AIM = List every line of the listing below that contains the string "person", copying each such line in full.

(Extracted records)
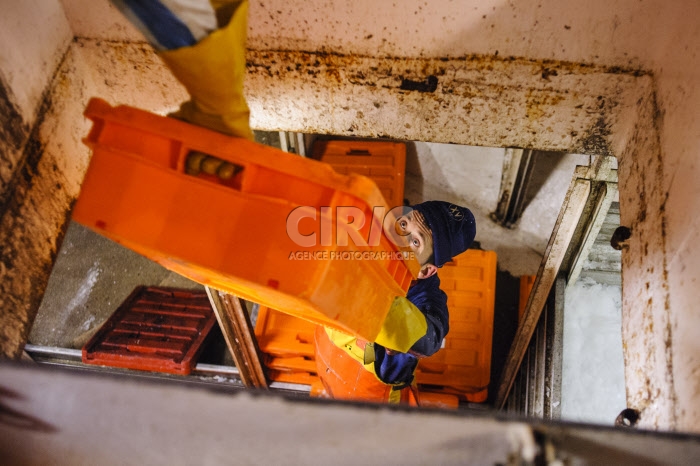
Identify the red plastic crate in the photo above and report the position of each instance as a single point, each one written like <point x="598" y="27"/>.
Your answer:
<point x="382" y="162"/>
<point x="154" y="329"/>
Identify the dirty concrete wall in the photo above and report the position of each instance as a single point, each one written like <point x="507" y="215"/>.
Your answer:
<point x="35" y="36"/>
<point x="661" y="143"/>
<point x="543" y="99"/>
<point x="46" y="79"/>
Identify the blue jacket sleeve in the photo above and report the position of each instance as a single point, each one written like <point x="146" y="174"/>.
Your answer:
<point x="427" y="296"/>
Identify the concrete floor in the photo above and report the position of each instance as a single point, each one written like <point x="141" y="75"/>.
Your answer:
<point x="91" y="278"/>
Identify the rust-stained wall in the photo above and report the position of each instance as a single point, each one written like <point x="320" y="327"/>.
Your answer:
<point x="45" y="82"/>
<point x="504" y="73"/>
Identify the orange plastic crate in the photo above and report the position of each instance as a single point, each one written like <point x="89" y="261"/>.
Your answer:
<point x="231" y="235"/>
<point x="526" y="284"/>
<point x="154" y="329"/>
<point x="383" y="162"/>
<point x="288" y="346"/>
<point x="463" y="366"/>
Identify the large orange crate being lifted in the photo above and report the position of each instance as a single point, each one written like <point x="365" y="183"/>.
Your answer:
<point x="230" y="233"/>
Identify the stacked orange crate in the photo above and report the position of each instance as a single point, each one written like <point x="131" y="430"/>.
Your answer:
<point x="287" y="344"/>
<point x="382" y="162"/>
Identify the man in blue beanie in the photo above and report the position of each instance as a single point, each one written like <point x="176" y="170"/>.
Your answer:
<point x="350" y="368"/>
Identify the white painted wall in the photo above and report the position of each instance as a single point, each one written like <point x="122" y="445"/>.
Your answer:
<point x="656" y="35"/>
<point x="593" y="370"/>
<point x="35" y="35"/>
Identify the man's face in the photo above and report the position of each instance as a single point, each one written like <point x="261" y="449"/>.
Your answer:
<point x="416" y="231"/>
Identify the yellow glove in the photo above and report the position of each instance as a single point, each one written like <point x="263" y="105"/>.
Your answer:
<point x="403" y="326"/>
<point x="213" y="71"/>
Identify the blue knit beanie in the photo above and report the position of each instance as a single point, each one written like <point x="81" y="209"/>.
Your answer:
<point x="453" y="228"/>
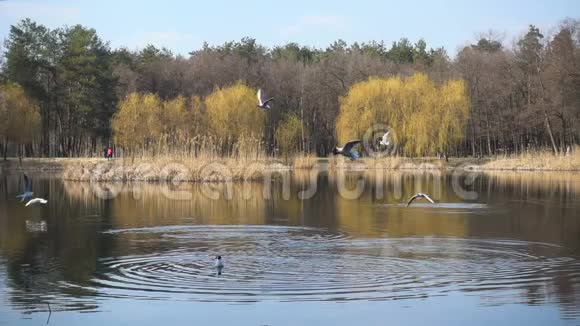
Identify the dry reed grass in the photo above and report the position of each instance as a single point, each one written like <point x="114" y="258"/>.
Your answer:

==

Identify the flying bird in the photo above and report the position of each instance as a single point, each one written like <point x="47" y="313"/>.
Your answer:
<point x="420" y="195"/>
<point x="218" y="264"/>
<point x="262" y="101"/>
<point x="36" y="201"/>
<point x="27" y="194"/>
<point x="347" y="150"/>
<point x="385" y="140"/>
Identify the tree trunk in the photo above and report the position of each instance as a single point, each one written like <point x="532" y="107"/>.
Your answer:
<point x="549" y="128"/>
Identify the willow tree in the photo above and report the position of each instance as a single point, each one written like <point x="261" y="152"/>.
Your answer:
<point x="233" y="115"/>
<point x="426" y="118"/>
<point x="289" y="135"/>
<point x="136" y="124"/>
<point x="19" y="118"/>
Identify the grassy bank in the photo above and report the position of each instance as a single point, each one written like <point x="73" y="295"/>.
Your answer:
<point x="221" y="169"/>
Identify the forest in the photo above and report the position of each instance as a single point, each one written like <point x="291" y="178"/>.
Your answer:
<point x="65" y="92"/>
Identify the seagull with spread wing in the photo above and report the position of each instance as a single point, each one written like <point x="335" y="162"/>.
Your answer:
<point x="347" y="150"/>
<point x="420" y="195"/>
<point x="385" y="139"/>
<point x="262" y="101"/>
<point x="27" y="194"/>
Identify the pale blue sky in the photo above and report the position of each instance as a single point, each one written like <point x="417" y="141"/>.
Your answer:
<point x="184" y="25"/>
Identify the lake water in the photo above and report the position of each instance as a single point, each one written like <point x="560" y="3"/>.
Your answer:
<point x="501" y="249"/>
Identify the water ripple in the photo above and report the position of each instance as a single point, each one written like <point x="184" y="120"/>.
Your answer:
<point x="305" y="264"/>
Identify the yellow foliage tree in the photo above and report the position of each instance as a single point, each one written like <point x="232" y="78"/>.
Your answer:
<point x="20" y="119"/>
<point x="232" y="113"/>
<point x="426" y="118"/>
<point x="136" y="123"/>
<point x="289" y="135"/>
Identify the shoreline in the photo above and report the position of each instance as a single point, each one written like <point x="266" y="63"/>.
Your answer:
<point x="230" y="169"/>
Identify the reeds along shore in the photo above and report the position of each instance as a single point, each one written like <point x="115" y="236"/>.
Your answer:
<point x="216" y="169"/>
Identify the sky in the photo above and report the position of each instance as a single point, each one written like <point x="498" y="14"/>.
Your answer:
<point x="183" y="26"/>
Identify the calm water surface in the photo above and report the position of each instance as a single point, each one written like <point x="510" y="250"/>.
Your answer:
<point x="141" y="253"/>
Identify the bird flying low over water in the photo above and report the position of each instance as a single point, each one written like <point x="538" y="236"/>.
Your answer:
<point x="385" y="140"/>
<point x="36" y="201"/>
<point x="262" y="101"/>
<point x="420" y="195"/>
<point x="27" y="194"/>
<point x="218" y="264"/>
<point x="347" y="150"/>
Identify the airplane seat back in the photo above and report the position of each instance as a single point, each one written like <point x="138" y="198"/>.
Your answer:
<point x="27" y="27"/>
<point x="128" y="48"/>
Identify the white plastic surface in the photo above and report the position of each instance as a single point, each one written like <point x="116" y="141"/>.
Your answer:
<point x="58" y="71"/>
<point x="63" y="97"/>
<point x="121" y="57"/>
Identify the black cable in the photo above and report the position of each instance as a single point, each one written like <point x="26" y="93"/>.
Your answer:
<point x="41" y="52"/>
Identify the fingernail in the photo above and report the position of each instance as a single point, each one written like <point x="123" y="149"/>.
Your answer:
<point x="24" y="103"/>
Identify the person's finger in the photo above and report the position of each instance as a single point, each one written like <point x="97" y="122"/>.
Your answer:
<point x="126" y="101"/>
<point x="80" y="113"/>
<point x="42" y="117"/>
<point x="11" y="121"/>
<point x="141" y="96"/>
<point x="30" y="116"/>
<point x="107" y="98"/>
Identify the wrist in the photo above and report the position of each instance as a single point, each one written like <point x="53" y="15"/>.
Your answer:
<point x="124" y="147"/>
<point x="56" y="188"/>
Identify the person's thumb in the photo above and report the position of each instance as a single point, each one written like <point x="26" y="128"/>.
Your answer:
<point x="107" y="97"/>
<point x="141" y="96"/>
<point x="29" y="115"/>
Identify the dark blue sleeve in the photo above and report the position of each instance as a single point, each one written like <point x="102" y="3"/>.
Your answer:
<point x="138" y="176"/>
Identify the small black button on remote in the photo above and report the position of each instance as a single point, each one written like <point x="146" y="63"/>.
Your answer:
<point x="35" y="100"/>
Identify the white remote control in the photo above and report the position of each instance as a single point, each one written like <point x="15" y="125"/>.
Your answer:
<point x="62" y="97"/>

...

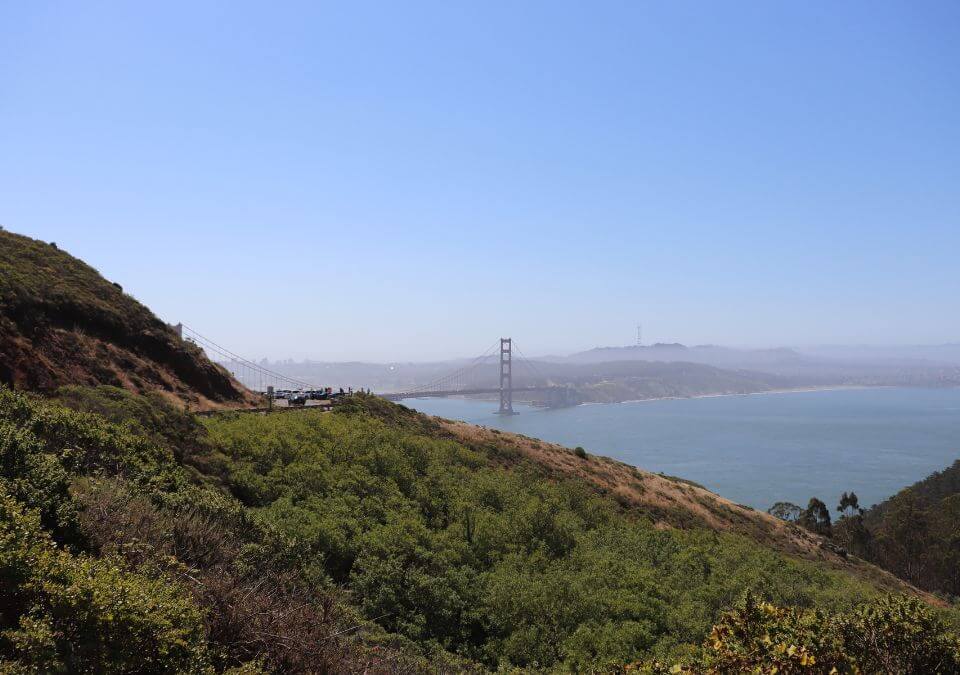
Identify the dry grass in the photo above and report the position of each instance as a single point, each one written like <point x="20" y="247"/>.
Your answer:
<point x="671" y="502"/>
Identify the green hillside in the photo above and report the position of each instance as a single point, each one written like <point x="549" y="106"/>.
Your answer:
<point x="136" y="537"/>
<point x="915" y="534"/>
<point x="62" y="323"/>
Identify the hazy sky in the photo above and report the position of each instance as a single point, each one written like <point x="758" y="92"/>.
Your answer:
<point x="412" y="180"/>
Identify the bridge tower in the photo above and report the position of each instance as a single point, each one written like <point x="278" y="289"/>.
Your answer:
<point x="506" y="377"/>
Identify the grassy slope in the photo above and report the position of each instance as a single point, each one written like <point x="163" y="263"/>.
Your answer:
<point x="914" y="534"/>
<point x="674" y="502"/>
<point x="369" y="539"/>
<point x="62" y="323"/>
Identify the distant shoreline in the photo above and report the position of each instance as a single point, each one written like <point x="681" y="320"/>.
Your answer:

PROBLEM SOLUTION =
Identify the person's finger in the photo above and report the position of each instance as a single point, each one written like <point x="97" y="122"/>.
Identify the person's thumb in the photo above and report the position of each instance as a single point, each one written like <point x="26" y="128"/>.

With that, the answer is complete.